Stated task
Print the records below word for word, leaving out the pictures.

Data supplied
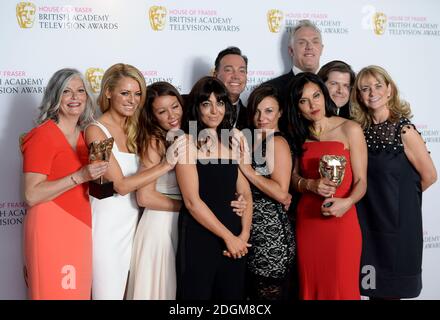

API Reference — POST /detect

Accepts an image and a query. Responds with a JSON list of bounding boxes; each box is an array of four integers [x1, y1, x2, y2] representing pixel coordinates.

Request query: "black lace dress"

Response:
[[357, 118, 423, 298], [246, 133, 296, 300]]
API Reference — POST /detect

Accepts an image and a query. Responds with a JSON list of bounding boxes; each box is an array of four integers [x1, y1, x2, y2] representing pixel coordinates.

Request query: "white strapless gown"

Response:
[[90, 122, 139, 300], [127, 170, 181, 300]]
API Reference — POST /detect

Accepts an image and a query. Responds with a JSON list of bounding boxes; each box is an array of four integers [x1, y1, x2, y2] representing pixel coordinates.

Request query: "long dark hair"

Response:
[[288, 72, 336, 154], [182, 76, 232, 148], [136, 81, 183, 159]]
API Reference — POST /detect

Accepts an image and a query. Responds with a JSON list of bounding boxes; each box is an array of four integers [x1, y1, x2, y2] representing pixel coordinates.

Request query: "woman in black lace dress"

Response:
[[240, 85, 295, 300], [351, 66, 437, 299], [176, 77, 252, 300]]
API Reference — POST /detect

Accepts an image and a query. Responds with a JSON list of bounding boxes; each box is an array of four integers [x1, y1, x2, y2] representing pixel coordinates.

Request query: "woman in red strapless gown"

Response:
[[291, 73, 367, 300]]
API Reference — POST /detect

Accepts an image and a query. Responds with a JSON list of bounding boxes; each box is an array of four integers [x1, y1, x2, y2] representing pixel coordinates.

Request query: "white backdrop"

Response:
[[0, 0, 440, 299]]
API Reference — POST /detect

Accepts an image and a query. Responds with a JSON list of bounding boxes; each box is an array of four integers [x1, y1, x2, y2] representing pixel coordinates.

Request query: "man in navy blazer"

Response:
[[214, 47, 248, 130], [267, 20, 324, 102]]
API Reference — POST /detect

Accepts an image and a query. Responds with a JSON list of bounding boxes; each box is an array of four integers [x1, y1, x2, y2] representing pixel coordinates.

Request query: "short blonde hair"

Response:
[[350, 65, 412, 129], [98, 63, 147, 153]]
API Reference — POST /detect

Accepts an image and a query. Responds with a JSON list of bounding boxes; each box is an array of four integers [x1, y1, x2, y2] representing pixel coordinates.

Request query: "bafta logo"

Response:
[[373, 12, 387, 35], [319, 154, 347, 208], [149, 6, 167, 31], [86, 68, 104, 93], [267, 9, 284, 33], [16, 2, 37, 29]]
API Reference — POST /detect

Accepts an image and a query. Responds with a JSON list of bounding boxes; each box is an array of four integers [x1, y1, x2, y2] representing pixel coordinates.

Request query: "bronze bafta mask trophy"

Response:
[[319, 154, 347, 208], [89, 138, 114, 199]]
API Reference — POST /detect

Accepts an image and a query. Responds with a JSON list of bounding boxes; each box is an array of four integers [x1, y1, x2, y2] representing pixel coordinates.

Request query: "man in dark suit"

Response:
[[214, 47, 248, 130], [267, 20, 324, 101]]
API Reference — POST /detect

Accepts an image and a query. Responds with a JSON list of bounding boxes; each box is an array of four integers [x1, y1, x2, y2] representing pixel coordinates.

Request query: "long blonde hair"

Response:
[[350, 65, 412, 129], [98, 63, 147, 153]]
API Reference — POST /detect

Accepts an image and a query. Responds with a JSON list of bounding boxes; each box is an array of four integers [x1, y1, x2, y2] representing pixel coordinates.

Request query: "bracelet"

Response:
[[70, 174, 78, 184]]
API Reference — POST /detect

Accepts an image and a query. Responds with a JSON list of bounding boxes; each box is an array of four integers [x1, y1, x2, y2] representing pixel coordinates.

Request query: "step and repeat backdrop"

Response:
[[0, 0, 440, 299]]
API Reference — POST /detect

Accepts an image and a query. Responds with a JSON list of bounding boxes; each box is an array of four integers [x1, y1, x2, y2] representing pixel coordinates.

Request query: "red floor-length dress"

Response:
[[296, 141, 362, 300], [22, 120, 92, 299]]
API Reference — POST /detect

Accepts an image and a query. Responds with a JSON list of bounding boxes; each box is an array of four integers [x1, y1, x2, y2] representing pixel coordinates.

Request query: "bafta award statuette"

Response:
[[319, 154, 347, 208], [89, 138, 114, 199]]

Written solution
API Reference — POST /detect

Accepts an image and a query. Responds with a JSON list of bounding boxes; each box is an array of four integers [x1, y1, x2, y2] representing pixel coordinates.

Request query: "black lace dress"

Response:
[[357, 118, 423, 298], [246, 133, 296, 300]]
API Reference — POST /detect

Accepts an image and a query. Responds with a JSON list of bounding boxes; each box is an array of four integers [x1, y1, x2, y2] representing pixel coordinates.

Request query: "white strapless gown"

Response:
[[90, 122, 139, 300], [127, 170, 181, 300]]
API Reference — POST /detect

Accepts an image and a query. Responds with a JSON list of bounding boxes; each box is an array of four integers [x1, y1, x2, y2] representing pixel coordinates.

Request query: "long dark hair"

Response:
[[288, 72, 336, 154], [182, 76, 232, 148], [136, 81, 183, 159]]
API Reference — POST /detect

Accepts an image and a query. Responds with a JSON list of bounding boxes; each box is an array of four integers [x1, y1, x2, y2] representing pixel coordinates.

Request query: "woman in black lace dress"

Response:
[[240, 85, 295, 300], [351, 66, 437, 299], [176, 77, 252, 300]]
API Reference — POST /detect

Accepts an image and a query. Responds with a JSON list of bounding boxes; each box is an array of four integers [x1, y1, x2, y2] representing pixel coordinates.

Request query: "woman in red strapless gown"

Response:
[[291, 73, 367, 300]]
API Reference — POST /detect

Accepts an image and a query. Responds with a JSON list of bounding boxes; each box is an array of four integers [x1, y1, x2, y2] representing pixel coordinates.

Request query: "white backdrop"

Response:
[[0, 0, 440, 299]]
API Reference — POST /detect

Accepts an image and a query. Responds with a JSON list of bounding boxes; each box is an array of four integers [x1, y1, x2, y2] representing pixel coordinates.

Request query: "man in navy blazer"

Response:
[[214, 47, 248, 130], [267, 20, 324, 102]]
API Reference — POST /detect

Accepts an image and a query. Responds with a JSON list of bounding boxes; each box is an array of four integers [x1, y1, x2, y2] representing pixel coordinates.

Request query: "short blonde hair"

Response:
[[350, 65, 412, 129], [98, 63, 147, 153]]
API Reference — POST /detect

Accepts an image and a query. Responds with a JSON list of bounding boxes; each box is an array of four integers [x1, y1, x2, y2] representing pixel coordinates.

Request query: "bafta logo"

Response:
[[373, 12, 387, 35], [319, 154, 347, 208], [149, 6, 167, 31], [86, 68, 104, 93], [267, 9, 284, 33], [16, 2, 37, 29]]
API Reference — POST /detect

Accepts an image and a query. Responds with a JSON list of bounding boxes; each box is an array of four integers [x1, y1, x2, y2] representing pixel coordinates.

Request query: "bronze bafta mask trophy"

Response:
[[319, 154, 347, 208], [89, 138, 114, 199]]
API Reference — POST /detect

Accepts an image and a query. Responds with a JSON list of bounding boxes; each box is an array of four integers [x1, y1, x2, y2] representing pixel coordinates.

Request query: "man in dark suit"

Response:
[[214, 47, 248, 130], [267, 20, 324, 101]]
API Reference — POST /detect

Accepts an image and a query. Responds with a JSON list of bounding boxes; each box is an array of four integers [x1, y1, x2, y2] representing pixel coordinates.

Request query: "long blonde hair"

Response:
[[350, 65, 412, 129], [98, 63, 147, 153]]
API Reference — POST /detect

Accepts an image and a query. Responds with a JSON list of bounding boxes; each box is an array of four integers [x1, y1, x2, y2] representing pixel coordinates.

Request query: "bracelet"

Response:
[[70, 174, 78, 184]]
API Reference — POST /detect

Accepts an image and a query. Responds with a JSON list of bounding boxes; each box is an array of four integers [x1, y1, x2, y2] representing pixel coordinates.

Request query: "step and repeat backdrop"

Response:
[[0, 0, 440, 299]]
API Reference — POST /detect

Accepts an image and a query. Responds with a JSON list of bounding boxes; each box is an array of four integers [x1, y1, x2, y2] representing pixel coordinates.

Request query: "red floor-length dress"

Response:
[[296, 141, 362, 300], [22, 120, 92, 299]]
API Reference — POST /detect

Accepts an image and a query. Responds with a JSON list of bounding boxes; each box is an array of four integers [x1, y1, x2, y2] representing pixel coordinates.

Request query: "bafta award statuette"

Response:
[[319, 154, 347, 208], [89, 138, 114, 199]]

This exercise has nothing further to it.